Rows excerpted from a collection
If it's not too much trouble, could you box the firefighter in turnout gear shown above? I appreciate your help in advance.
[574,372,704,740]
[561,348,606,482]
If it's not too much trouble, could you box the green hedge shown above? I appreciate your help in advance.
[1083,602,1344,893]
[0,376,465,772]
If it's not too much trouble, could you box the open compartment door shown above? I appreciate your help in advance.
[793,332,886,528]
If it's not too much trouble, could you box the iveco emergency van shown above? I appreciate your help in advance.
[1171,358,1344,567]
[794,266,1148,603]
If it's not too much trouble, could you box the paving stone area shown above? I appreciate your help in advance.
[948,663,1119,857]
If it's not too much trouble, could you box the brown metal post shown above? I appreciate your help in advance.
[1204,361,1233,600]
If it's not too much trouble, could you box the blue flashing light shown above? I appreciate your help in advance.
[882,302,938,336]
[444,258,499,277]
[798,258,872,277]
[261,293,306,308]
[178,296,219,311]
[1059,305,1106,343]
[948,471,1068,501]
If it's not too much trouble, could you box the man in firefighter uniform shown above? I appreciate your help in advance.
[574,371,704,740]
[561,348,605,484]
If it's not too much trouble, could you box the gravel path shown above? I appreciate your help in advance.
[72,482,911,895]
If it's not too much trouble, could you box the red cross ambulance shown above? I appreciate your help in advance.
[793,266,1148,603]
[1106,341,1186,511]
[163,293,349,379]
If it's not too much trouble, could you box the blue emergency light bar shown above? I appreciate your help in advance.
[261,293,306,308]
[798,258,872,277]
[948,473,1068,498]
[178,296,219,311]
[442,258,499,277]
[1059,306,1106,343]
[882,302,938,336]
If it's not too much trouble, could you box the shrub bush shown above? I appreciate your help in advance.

EXERCISE OBJECTIVE » Reproduce every row from the line containing "If it's not too much trouble, could you box the iveco" down to the line containing "[948,663,1119,857]", both included, with the requests kept verbatim and each bounding-box coordinate in the answers offset by 73.

RESULT OF THIS TASK »
If it's not too much trouble, could you box the iveco emergency van shown above? I appreciate your help in advance.
[1244,431,1417,640]
[867,339,1221,676]
If it's not too much trouble, could you box the paving stone area shown above? I appreciate your help in advance.
[1021,736,1192,930]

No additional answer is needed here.